> [Textauszug]
-.-.-

Durch die Pflicht zur Leistung der Zusatzzahlung wird ein zusätzliches Anspruchsverfahren eingeführt. In jedem Fall der Verzögerung muss die Pflegekasse prüfen, ob sie die Verzögerung zu vertreten hat. Kommt sie zur Erkenntnis, dass sie die Verzögerung nicht vertreten muss, ist es Sache des Pflegebedürftigen, dies nachprüfen zu lassen. Somit kann folgendes Dilemma entstehen: Entweder ist der Pflegebedürftige mit der Entscheidung der Pflegekasse nicht einverstanden. In diesem Fall wird er den Rechtsweg beschreiten, was zu Klageverfahren führen würde. Oder der Pflegebedürftige will sich aufgrund der Tatsache, dass er primär die Feststellung der Pflegebedürftigkeit begehrt, nicht mit einem weiteren Verfahren belasten. In diesem Fall würde die Regelung keine weitere nennenswerte Wirksamkeit entfalten.

Dem NKR stellt sich vor diesem Hintergrund die Frage, ob nicht zumindest ein kostengünstigeres Mittel zur Verfügung steht. So könnten zum Beispiel die Pflegekassen und Versicherungsunternehmen auch dadurch zur Verfahrensbeschleunigung angehalten werden, indem die Dauer der Begutachtung bzw. Bescheiderteilung der einzelnen Kassen und Unternehmen transparenter als bisher gemacht wird. Ein Mehr an Transparenz dürfte dazu führen, dass Pflegekassen und Versicherungsunternehmen weitere Anstrengungen unternehmen, um die sich (mindestens) seit 2006 abzeichnende positive Entwicklung bei den Bearbeitungszeiten zu befördern. Außerdem müssten auf diese Weise keine Ressourcen darauf verwendet werden, das nach § 18 Absatz 3a SGB XI vorgesehene Verfahren zu administrieren, was letztlich wiederum der Bearbeitung der Pflegeanträge zugute kommen könnte.

-.-.-

> [Auszüge aus einem Datensatz]
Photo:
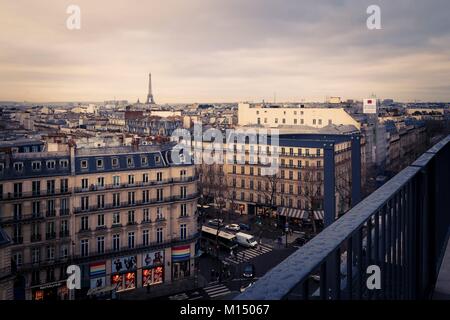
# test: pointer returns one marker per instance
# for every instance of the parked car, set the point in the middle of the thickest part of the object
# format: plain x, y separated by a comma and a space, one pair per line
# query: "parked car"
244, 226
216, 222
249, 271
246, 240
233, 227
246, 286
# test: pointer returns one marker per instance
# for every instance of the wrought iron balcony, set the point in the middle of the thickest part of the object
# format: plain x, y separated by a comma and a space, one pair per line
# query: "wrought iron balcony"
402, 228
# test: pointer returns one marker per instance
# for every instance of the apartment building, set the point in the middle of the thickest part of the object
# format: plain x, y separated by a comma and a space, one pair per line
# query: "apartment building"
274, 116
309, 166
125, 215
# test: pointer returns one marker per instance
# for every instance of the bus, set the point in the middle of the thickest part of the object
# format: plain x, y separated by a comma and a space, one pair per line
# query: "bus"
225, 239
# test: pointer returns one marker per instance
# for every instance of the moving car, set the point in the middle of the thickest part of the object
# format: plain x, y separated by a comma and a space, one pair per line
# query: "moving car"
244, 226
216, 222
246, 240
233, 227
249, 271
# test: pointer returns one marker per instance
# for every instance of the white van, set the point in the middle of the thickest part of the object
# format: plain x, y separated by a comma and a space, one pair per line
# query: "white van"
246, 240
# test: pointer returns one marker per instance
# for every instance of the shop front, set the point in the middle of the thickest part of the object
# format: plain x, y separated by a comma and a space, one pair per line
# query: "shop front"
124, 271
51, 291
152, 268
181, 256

-.-.-

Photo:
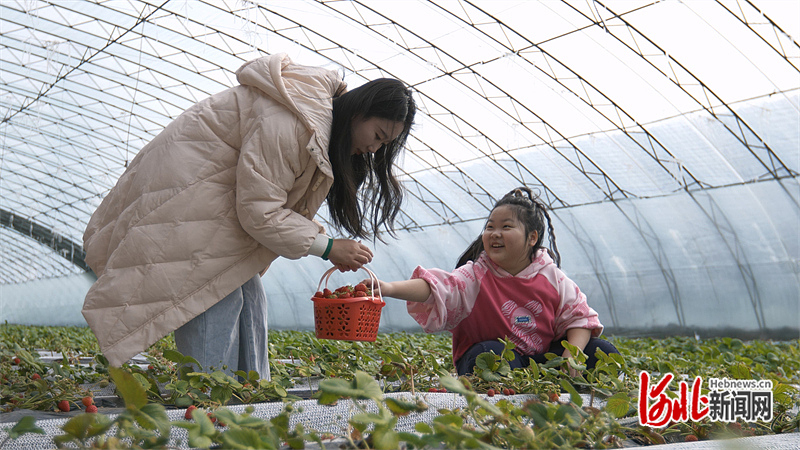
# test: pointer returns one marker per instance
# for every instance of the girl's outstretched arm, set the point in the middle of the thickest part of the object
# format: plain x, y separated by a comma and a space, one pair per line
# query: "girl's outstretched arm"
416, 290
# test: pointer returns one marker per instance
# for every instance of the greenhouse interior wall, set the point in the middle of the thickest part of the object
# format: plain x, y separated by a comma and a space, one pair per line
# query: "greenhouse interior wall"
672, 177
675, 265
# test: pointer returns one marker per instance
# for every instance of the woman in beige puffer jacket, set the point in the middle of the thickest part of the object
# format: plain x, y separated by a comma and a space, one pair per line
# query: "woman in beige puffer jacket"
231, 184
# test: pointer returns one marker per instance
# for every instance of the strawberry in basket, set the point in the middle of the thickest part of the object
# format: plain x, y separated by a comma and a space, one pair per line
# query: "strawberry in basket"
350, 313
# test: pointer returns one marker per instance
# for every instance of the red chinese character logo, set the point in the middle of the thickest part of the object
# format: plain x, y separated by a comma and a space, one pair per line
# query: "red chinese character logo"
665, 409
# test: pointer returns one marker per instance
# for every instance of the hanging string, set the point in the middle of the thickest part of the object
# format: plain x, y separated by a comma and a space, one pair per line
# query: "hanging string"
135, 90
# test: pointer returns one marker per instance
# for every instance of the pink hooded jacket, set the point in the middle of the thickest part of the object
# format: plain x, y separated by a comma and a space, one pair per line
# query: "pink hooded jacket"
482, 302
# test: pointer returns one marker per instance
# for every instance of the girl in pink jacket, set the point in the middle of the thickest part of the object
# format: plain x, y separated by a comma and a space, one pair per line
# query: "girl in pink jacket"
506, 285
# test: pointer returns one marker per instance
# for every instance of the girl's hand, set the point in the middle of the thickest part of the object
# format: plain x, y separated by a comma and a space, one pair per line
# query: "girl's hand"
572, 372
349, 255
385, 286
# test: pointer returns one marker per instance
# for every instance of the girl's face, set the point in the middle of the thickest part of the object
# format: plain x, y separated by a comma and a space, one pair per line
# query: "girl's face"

-.-.-

> [Aufgaben bearbeiten]
1. Prüfen Sie, ob die Aussagen (a) bis (c) mit dem Textauszug zur Zusatzzahlung übereinstimmen, und belegen Sie jedes Ja oder Nein mit den entscheidenden Worten des Textes als wörtlichem Zitat. (a) Kommt die Pflegekasse zu dem Ergebnis, die Verzögerung nicht vertreten zu müssen, liegt die Nachprüfung beim Pflegebedürftigen. (b) Die Bearbeitungszeiten haben sich seit 2006 verschlechtert. (c) Als Beispiel für ein kostengünstigeres Mittel wird mehr Transparenz über die Dauer der Begutachtung bzw. Bescheiderteilung genannt.
2. Führen Sie den Textauszug zur Zusatzzahlung im Anschluss an seinen letzten Satz fort.
Die Einträge stammen aus einer anderen Quelle als der Textauszug.

> [Nummerierte Antworten]
1.
(a) Ja – „Kommt sie zur Erkenntnis, dass sie die Verzögerung nicht vertreten muss, ist es Sache des Pflegebedürftigen, dies nachprüfen zu lassen.“
(b) Nein – „die sich (mindestens) seit 2006 abzeichnende positive Entwicklung bei den Bearbeitungszeiten“
(c) Ja – „indem die Dauer der Begutachtung bzw. Bescheiderteilung der einzelnen Kassen und Unternehmen transparenter als bisher gemacht wird“

2.
Die Änderung knüpft laut Begründung an die Rechtsprechung des Bundesgerichtshofs (BGH) an, insbesondere an ein Urteil vom 13. Dezember 2007 (Az. III ZR 172/07). Der BGH hatte hierin festgestellt, "dass keine Grundlage dafür besteht, dem Bewohner das volle Verpflegungsentgelt zu berechnen, wenn er aus Gründen, die mit seiner Lebenssituation zwingend verbunden sind, die normale Verpflegung nicht entgegennehmen kann. Es ist insbesondere nicht gerechtfertigt, Bewohner, die mit Sondernahrung verpflegt werden müssen, durch die bestehen bleibende Verpflichtung, das normale Verpflegungsentgelt zusätzlich zu entrichten, zu einem Solidarausgleich für die Vergütung eines Leistungsbestandteils heranzuziehen, den sie aufgrund ihrer persönlichen Situation nicht in Anspruch nehmen können."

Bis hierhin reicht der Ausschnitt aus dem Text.